Optimizing Performance, Moving Beyond Servers
As one of the largest publicly traded organizations in the Netherlands, it is essential that PostNL controls its IT processes in a demonstrable and transparent manner. Their Compliance and Audit departments establish internal rules to ensure policies regarding privacy and permission are applied and followed. Many of these controls facilitate Identity and Access Management (IAM) of applications used internally at PostNL, in order to prevent unauthorized access to any application.
PostNL – Improving TIAMA Performance
A few years ago, an application ‘TIAMA’ was developed to enable other applications to make sure and demonstrate that the IAM is standard procedure. TIAMA consists of a ‘back end’, where data about users and roles from other applications enters and is processed, and a ‘front end’: a website where application administrators can perform actions and download reports. The application runs on EC2 servers in an AWS environment managed by an external party. Furthermore, it uses the Elastic stack, with Elasticsearch as the document database and Kibana for visualizations.
This assignment focused on two problems faced by TIAMA. The first problem was that TIAMA’s website sometimes underperformed when downloading reports. Some reports require a large amount of data processing to generate a report. At peak times, the website would slow, freeze, or crash when a report was generated.
The second issue was that TIAMA did not meet PostNL’s preferred architecture for running serverless services. TIAMA required AWS EC2 servers, using IAAS, which involved permanently renting a (semi-)managed server. This meant extra cost for those servers, even when no one was using the website and no ETL processes were running. The major cloud providers also offer serverless services, where the provider manages all the servers and only requires a fee whenever the services are actually used. PostNL has a clear preference for using serverless solutions with flexible costs instead of fixed prices.

(Some records)
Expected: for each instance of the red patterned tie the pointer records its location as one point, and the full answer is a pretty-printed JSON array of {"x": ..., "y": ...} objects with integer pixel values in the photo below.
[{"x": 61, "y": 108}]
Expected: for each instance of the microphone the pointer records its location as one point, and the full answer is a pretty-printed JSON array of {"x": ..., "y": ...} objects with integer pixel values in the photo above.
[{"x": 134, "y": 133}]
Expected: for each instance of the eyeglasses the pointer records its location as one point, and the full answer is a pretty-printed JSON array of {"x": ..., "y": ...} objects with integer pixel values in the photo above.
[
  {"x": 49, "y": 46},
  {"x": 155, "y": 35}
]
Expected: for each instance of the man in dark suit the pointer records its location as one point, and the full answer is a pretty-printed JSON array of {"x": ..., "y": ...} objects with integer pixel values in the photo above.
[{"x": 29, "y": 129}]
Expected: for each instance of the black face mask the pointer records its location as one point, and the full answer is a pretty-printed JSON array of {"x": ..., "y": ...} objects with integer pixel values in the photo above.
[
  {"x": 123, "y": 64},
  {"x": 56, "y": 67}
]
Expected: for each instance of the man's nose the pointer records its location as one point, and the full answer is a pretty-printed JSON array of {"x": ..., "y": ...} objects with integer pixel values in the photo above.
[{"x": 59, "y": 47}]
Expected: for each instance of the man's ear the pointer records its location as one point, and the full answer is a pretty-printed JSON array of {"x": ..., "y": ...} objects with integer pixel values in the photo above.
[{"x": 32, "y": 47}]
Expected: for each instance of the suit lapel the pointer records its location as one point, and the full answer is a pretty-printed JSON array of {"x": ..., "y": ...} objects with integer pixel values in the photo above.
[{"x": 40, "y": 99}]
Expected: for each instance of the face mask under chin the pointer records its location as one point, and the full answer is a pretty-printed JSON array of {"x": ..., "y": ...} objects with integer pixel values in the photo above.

◆ **Given instruction**: Copy the whole PostNL TIAMA text word for word. These records were taken from a separate source.

◆ **Written solution**:
Optimizing Performance, Moving Beyond Servers
As one of the largest publicly traded organizations in the Netherlands, it is essential that PostNL controls its IT processes in a demonstrable and transparent manner. Their Compliance and Audit departments establish internal rules to ensure policies regarding privacy and permission are applied and followed. Many of these controls facilitate Identity and Access Management (IAM) of applications used internally at PostNL, in order to prevent unauthorized access to any application.
PostNL – Improving TIAMA Performance
A few years ago, an application ‘TIAMA’ was developed to enable other applications to make sure and demonstrate that the IAM is standard procedure. TIAMA consists of a ‘back end’, where data about users and roles from other applications enters and is processed, and a ‘front end’: a website where application administrators can perform actions and download reports. The application runs on EC2 servers in an AWS environment managed by an external party. Furthermore, it uses the Elastic stack, with Elasticsearch as the document database and Kibana for visualizations.
This assignment focused on two problems faced by TIAMA. The first problem was that TIAMA’s website sometimes underperformed when downloading reports. Some reports require a large amount of data processing to generate a report. At peak times, the website would slow, freeze, or crash when a report was generated.
The second issue was that TIAMA did not meet PostNL’s preferred architecture for running serverless services. TIAMA required AWS EC2 servers, using IAAS, which involved permanently renting a (semi-)managed server. This meant extra cost for those servers, even when no one was using the website and no ETL processes were running. The major cloud providers also offer serverless services, where the provider manages all the servers and only requires a fee whenever the services are actually used. PostNL has a clear preference for using serverless solutions with flexible costs instead of fixed prices.